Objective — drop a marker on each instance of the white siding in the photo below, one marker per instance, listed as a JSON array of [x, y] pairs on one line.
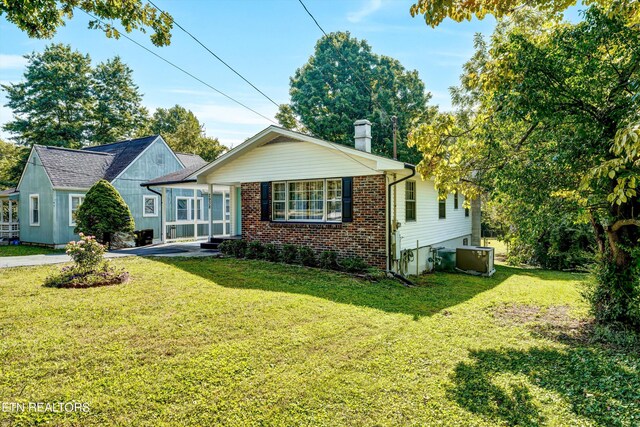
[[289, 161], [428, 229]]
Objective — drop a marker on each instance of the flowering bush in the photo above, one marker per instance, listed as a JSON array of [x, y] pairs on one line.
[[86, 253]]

...

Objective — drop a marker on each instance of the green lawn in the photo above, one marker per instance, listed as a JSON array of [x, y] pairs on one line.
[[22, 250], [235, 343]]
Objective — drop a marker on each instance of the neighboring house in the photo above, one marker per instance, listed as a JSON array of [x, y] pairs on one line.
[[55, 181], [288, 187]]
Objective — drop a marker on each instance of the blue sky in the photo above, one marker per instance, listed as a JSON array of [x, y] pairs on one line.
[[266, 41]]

==

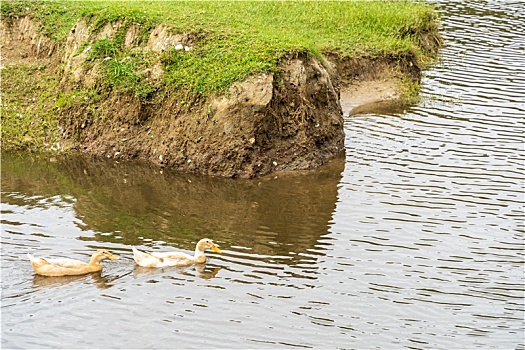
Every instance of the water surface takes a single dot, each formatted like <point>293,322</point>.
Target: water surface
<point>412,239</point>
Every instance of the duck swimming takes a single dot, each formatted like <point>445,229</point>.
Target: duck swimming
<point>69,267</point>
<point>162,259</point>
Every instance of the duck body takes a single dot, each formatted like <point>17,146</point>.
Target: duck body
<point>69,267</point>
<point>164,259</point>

» Short task
Give everything in the records from the line that contains "Objective — drop a marker on each instance of the white" down to the line that contains "[[86, 253]]" as a two-column CSV with the headers instruction and answer. Each row should pair a record's text with its answer, with each field in quotes, line breaks replaced by spaces, and the pictures omitted.

» Task output
instruction,answer
"Objective — drop a marker on each instance of the white siding in the photo below, one marker per instance, listed as a JSON array of [x, y] pairs on one line.","[[289, 161], [428, 229]]"
"Objective — drop a marker on each instance of the flowering bush in the photo above, one marker per instance, listed as a JSON array of [x, y] pairs on one line.","[[86, 253]]"